=== GIVEN INSTRUCTION ===
Can you reproduce every one of the lines below word for word, with nothing changed?

— BEGIN DATA TO PROCESS —

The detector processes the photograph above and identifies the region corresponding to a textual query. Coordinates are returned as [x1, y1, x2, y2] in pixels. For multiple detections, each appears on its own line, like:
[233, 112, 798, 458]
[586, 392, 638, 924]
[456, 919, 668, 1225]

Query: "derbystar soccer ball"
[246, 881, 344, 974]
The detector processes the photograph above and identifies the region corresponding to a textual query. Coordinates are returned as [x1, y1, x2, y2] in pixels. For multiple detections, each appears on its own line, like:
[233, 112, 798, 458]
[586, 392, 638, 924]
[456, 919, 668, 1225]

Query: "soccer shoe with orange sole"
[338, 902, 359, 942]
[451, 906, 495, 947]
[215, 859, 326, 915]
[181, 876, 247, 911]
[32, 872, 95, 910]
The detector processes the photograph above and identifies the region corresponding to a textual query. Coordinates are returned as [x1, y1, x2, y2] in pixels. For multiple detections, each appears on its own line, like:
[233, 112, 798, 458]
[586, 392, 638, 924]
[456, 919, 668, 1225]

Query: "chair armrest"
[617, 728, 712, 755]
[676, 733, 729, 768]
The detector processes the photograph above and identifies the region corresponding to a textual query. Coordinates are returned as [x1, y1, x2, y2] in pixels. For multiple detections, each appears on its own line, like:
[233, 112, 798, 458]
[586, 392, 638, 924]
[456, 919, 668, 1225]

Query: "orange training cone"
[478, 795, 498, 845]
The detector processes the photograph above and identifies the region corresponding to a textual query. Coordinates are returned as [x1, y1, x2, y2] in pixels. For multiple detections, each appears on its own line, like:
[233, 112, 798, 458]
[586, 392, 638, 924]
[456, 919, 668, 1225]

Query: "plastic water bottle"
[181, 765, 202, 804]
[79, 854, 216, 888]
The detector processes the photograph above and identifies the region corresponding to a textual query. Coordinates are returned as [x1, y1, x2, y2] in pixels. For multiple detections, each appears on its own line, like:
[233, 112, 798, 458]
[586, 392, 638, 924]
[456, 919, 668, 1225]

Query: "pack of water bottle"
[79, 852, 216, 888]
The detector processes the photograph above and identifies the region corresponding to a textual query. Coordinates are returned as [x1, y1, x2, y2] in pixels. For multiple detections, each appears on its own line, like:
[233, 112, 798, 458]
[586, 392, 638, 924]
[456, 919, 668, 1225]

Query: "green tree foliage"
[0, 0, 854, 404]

— END DATA TO PROCESS —

=== RESULT OF THE TASK ===
The detector processes the photograph above and identifies the region corresponding to a textual query. Coordinates are returned as [x1, y1, x2, y2] in pixels. For multiple detections, each appears on its own line, like:
[233, 112, 798, 458]
[586, 392, 638, 924]
[456, 919, 668, 1225]

Query: "derbystar soccer ball"
[246, 881, 344, 974]
The detector processes the photograph above and identifies the region corresponding to a textual query. Coordinates are returned as [x1, y1, x2, y2] in pixels. For multiple detections, each appears on its own line, like:
[233, 112, 798, 458]
[586, 392, 638, 924]
[456, 919, 668, 1225]

Query: "soccer shoe with orange sole"
[338, 902, 359, 942]
[451, 906, 495, 947]
[215, 859, 326, 915]
[181, 876, 247, 911]
[32, 872, 95, 910]
The detector processes the photograph above and identifies the region corresponding to a textual query. Coordinates are returned as [x1, y1, x2, y2] in pixels. For multiple detections, each appears on its own line, like:
[233, 112, 798, 458]
[586, 392, 638, 924]
[456, 919, 668, 1225]

Query: "chair armrest"
[617, 728, 712, 755]
[676, 733, 729, 768]
The detector processes the photograph above and identifies the region corresponding to a textual query. Coordinates are returned as [x1, y1, x2, y2] in pixels. For multiple detections, each appears on its own line, like:
[233, 112, 798, 458]
[586, 392, 638, 924]
[456, 919, 668, 1225]

Query: "orange training cone"
[478, 795, 498, 845]
The detector processes the photograph above and identifies the region corresponding to a textual query. Coordinates are returned as [x1, y1, x2, y2] in pixels. For multiple detections, each appears on its own line, like:
[233, 112, 798, 458]
[586, 392, 638, 924]
[456, 919, 668, 1225]

Query: "plastic water bottle"
[181, 765, 202, 804]
[79, 854, 216, 888]
The detector processes the photograph above and identifies the region corresponding to a textual query. Coordinates are returned as [x1, y1, x2, y2] in pixels. For multiple detections, each appears on its own line, like:
[233, 112, 798, 458]
[586, 392, 638, 924]
[456, 919, 668, 1225]

Query: "pack of water bottle"
[79, 852, 216, 888]
The detector processes the photograph above and identifies the region corresponding to a textual query. Coordinates are returned as [x1, y1, x2, y2] in pixels. For multiple detections, each appears on its own line, like:
[233, 112, 798, 458]
[586, 392, 638, 924]
[456, 919, 668, 1225]

Query: "green tree foliage"
[0, 0, 854, 404]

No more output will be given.